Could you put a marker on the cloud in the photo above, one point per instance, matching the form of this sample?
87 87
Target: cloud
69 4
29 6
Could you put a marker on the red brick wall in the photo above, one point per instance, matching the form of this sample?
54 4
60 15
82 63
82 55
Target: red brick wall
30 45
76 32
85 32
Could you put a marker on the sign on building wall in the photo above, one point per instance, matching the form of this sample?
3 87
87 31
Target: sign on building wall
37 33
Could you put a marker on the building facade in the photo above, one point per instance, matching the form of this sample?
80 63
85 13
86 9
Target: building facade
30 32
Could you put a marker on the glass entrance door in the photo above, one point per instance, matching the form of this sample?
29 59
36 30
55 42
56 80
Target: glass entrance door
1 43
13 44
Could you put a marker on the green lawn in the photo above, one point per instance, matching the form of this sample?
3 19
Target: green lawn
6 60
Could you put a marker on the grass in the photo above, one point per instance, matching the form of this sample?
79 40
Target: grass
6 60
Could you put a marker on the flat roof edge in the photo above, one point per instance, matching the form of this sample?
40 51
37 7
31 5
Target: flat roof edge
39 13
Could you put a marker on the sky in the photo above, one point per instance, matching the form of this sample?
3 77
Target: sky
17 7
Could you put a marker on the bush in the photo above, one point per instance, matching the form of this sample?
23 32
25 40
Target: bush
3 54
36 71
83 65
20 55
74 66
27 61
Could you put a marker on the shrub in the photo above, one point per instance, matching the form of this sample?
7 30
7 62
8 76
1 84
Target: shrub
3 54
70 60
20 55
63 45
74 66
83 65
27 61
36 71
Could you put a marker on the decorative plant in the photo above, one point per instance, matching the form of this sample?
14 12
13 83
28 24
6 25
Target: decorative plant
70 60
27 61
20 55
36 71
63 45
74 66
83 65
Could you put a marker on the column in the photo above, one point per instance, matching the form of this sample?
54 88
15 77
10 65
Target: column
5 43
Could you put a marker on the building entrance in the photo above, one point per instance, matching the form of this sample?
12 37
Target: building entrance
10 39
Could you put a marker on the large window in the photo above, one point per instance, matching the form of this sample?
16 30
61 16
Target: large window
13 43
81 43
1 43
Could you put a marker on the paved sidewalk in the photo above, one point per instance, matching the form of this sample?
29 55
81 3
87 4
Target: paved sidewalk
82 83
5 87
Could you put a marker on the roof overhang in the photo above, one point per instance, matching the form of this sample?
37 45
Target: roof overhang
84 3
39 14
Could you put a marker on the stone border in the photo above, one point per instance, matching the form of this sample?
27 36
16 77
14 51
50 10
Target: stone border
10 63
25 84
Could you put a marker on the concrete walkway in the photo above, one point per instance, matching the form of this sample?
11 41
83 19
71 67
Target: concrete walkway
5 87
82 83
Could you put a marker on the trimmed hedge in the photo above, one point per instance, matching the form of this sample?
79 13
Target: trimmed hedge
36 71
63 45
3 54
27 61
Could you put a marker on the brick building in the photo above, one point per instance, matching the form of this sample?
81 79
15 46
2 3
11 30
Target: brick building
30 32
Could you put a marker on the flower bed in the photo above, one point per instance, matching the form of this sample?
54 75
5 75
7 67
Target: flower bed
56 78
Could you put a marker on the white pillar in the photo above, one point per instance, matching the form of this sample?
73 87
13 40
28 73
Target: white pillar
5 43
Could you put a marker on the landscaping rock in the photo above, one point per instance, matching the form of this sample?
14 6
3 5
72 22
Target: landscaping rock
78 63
————————
• **Task details**
Repeat all the entries exactly as given.

• **Task response**
Could you put a marker on the cloud in the photo above, one point per instance, matching the form of this sample?
87 87
Target: cloud
69 4
29 6
Could you put a marker on the red brick wall in the photo above, one point per instance, matching the form of this sample?
54 4
60 15
82 63
82 55
Target: red brick wall
30 45
76 32
85 32
Could you put a marker on the sign on building wall in the photo above, one point per instance, matching the form of this sample?
3 87
87 31
Target: sign on building wall
37 33
Could you put a marker on the building facade in the photo above, one point per instance, matching the form of this sample?
80 63
85 13
86 9
Target: building facade
30 32
Could you put a marker on the glass entrance door in the photo above, one point per instance, matching the form of this sample?
29 59
36 30
55 42
56 80
Target: glass entrance door
1 43
13 44
Could you put a marker on the green lawn in the photo above, one point per instance, matching the form of this sample?
3 19
Target: green lawn
6 60
Could you put a marker on the grass in the photo above, one point per instance, matching the form of this sample?
79 40
Target: grass
6 60
Could you put a marker on the flat roof edge in the photo above, one point per instance, matching the form of this sample?
40 51
37 7
31 5
Target: flat roof edge
39 13
Could you put a marker on the sky in the photo above, one point per instance, matching the form of this sample?
3 77
Target: sky
17 7
Could you put a marker on the bush in the photo above, one point per instance, matching the form of this sample?
23 32
25 40
Target: bush
3 54
36 71
83 65
20 55
74 66
27 61
Could you put a marker on the shrub in the photo above, one point per instance, matching the form of this sample?
7 30
7 62
8 76
1 84
Target: shrub
3 54
70 60
20 55
63 45
74 66
83 65
27 61
36 71
Could you put a marker on the decorative plant in the photo above, one point per instance, matching the form of this sample?
14 12
13 83
28 24
6 25
Target: decorative plant
70 60
27 61
20 55
36 71
63 45
74 66
83 65
Could you put a marker on the column in the photo above, one point per instance, matching the form of this sample?
54 88
15 77
10 65
Target: column
5 43
Could you put a marker on the building entrance in the photo above, one point per instance, matching the form of this sample?
12 37
Target: building entrance
10 39
Could you put a marker on the large window in the photo above, one point per instance, matching the form of this sample?
16 30
61 16
Target: large window
13 43
81 43
1 43
Could you put a marker on the paved sidewalk in the photo above, one point per instance, matching the form of this sample?
29 55
81 3
87 4
Target: paved sidewalk
82 83
5 87
Could you put a marker on the roof overhang in the photo above, one point per instance, matching the form of this sample?
37 45
Target: roof overhang
84 3
39 14
Could you put a marker on the stone border in the photo above, one point per instance, matching the form of this sample?
27 36
16 77
14 51
50 10
Target: stone border
10 63
25 84
Could you put a marker on the concrete walkway in the photo above, one point per instance, matching the form of this sample?
11 41
83 19
71 67
Target: concrete walkway
5 87
82 83
Could you put a marker on the trimmed hedge in the photo above, one point per instance, matching the form of this sample?
79 13
Target: trimmed hedge
36 71
63 45
3 54
27 61
Could you put a marker on the brick building in the photo above, one point per instance, matching the form of this sample?
81 79
15 46
2 3
11 30
Target: brick building
30 32
Could you put a marker on the flower bed in the photo above, one point per instance, matching the form of this sample?
54 75
5 75
7 67
Target: flower bed
56 78
Could you put a marker on the white pillar in the photo above, one point per instance, matching the form of this sample?
73 87
13 40
28 73
Target: white pillar
5 43
Could you put a marker on the landscaping rock in the photo above, one point per instance, matching the form of this sample?
14 6
3 5
72 22
Target: landscaping rock
78 63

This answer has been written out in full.